WHAT YOU ARE ASKED TO DO: Search the entries below for "white" and copy each matching line.

[Image point grounding data]

----------------------------------------

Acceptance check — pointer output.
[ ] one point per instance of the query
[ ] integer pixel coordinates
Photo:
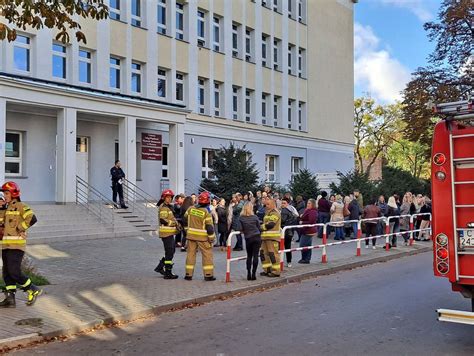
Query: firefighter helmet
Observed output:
(204, 198)
(13, 188)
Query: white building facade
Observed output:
(162, 84)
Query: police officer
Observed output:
(17, 219)
(270, 240)
(200, 234)
(118, 176)
(168, 228)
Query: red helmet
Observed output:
(13, 188)
(204, 198)
(166, 193)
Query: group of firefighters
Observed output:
(200, 234)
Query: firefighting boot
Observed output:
(9, 301)
(33, 292)
(161, 266)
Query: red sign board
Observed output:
(151, 146)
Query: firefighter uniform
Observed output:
(200, 235)
(270, 243)
(17, 219)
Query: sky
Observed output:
(389, 44)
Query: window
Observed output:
(179, 87)
(85, 66)
(201, 95)
(136, 13)
(248, 105)
(235, 102)
(161, 15)
(179, 21)
(114, 73)
(201, 28)
(270, 168)
(162, 82)
(136, 77)
(207, 161)
(21, 53)
(217, 97)
(217, 34)
(296, 165)
(59, 61)
(13, 153)
(114, 9)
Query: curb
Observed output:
(29, 339)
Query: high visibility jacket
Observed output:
(17, 219)
(273, 233)
(199, 224)
(168, 223)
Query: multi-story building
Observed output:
(162, 84)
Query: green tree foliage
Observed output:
(234, 172)
(56, 14)
(305, 184)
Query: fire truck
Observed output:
(452, 179)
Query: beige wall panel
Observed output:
(219, 67)
(203, 62)
(164, 52)
(118, 36)
(182, 56)
(139, 44)
(330, 71)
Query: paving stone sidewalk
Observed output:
(100, 281)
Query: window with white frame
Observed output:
(248, 105)
(202, 95)
(207, 161)
(216, 40)
(179, 21)
(217, 98)
(296, 165)
(13, 153)
(161, 16)
(271, 168)
(114, 9)
(162, 78)
(85, 66)
(136, 77)
(22, 53)
(136, 13)
(201, 29)
(59, 61)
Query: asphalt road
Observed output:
(383, 309)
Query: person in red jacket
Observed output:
(310, 216)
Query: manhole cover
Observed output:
(30, 322)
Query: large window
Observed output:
(207, 161)
(114, 73)
(59, 61)
(13, 153)
(136, 13)
(162, 77)
(85, 66)
(179, 21)
(136, 77)
(161, 15)
(271, 168)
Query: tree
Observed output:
(305, 184)
(57, 14)
(234, 172)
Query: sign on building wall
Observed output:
(151, 147)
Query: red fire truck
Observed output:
(452, 179)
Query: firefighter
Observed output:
(200, 234)
(270, 240)
(168, 228)
(17, 219)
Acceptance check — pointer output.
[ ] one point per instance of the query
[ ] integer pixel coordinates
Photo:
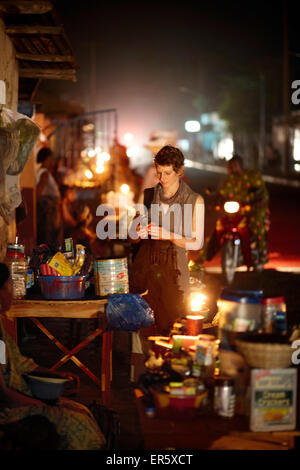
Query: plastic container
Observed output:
(274, 315)
(18, 267)
(62, 287)
(178, 407)
(111, 276)
(239, 311)
(46, 389)
(224, 397)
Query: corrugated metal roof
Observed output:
(42, 47)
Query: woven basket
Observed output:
(265, 355)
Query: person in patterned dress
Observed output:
(248, 188)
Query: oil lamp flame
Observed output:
(197, 302)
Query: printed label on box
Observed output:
(273, 399)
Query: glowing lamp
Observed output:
(231, 207)
(197, 302)
(192, 126)
(125, 189)
(88, 174)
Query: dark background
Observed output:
(161, 63)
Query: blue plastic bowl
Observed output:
(63, 287)
(46, 389)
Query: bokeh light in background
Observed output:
(192, 126)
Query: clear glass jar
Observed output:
(224, 396)
(18, 267)
(274, 315)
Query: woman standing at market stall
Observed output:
(176, 216)
(66, 426)
(49, 224)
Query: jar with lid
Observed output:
(18, 267)
(274, 315)
(224, 396)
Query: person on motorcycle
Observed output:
(248, 188)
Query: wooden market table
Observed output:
(208, 432)
(76, 309)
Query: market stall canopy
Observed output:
(42, 47)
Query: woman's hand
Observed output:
(142, 231)
(159, 233)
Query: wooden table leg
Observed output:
(10, 326)
(68, 354)
(106, 365)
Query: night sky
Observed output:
(161, 63)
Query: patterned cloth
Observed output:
(76, 427)
(249, 188)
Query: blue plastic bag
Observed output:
(129, 312)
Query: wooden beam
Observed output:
(68, 74)
(38, 7)
(45, 57)
(38, 29)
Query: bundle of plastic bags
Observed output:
(18, 135)
(129, 312)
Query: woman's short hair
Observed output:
(43, 154)
(169, 155)
(236, 158)
(65, 188)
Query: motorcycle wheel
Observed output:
(230, 255)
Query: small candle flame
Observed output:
(197, 302)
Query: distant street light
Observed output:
(192, 126)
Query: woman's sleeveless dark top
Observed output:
(161, 266)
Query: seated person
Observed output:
(74, 426)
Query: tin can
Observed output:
(224, 396)
(194, 324)
(274, 315)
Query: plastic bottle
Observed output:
(18, 267)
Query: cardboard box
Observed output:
(273, 399)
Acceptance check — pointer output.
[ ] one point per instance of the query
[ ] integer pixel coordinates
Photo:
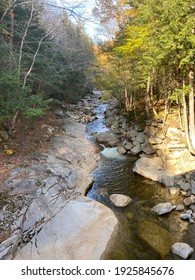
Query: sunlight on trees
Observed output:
(43, 55)
(150, 58)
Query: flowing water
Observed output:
(140, 233)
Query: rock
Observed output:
(189, 201)
(172, 132)
(147, 148)
(183, 185)
(141, 137)
(80, 231)
(163, 208)
(107, 138)
(3, 135)
(128, 146)
(121, 150)
(132, 134)
(136, 150)
(151, 168)
(155, 140)
(120, 200)
(185, 216)
(182, 249)
(192, 207)
(179, 207)
(156, 236)
(173, 191)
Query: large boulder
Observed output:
(108, 139)
(80, 231)
(153, 169)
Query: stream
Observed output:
(140, 234)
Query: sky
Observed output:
(91, 25)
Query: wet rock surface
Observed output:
(44, 201)
(182, 249)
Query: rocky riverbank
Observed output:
(43, 211)
(162, 156)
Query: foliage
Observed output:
(42, 57)
(152, 52)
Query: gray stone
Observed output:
(185, 216)
(189, 200)
(132, 134)
(156, 236)
(128, 146)
(3, 136)
(183, 185)
(120, 200)
(179, 207)
(192, 207)
(108, 139)
(80, 231)
(193, 186)
(182, 249)
(147, 148)
(172, 131)
(173, 191)
(141, 137)
(136, 150)
(155, 140)
(163, 208)
(121, 150)
(151, 168)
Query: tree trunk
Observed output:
(186, 125)
(147, 97)
(127, 103)
(23, 39)
(191, 109)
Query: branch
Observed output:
(11, 6)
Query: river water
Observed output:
(140, 234)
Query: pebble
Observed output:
(182, 249)
(173, 191)
(180, 207)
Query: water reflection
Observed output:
(140, 233)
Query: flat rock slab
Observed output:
(80, 231)
(182, 249)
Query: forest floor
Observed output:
(28, 142)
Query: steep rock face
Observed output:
(80, 231)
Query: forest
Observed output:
(45, 58)
(148, 61)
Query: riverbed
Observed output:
(140, 233)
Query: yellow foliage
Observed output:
(9, 152)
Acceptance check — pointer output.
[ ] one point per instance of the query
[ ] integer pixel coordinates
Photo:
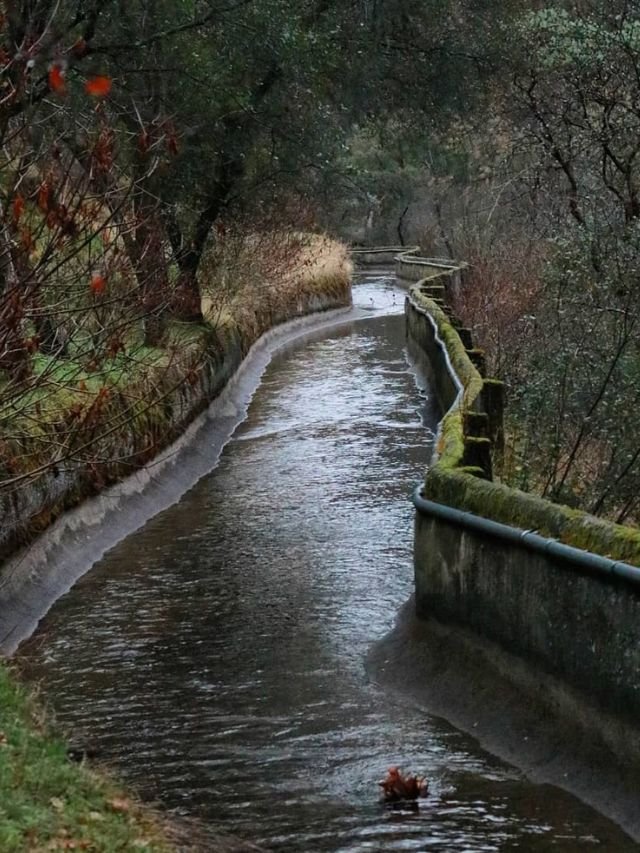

----------------------------------------

COMPLETED TASK:
Query: white building facade
Query: window with white frame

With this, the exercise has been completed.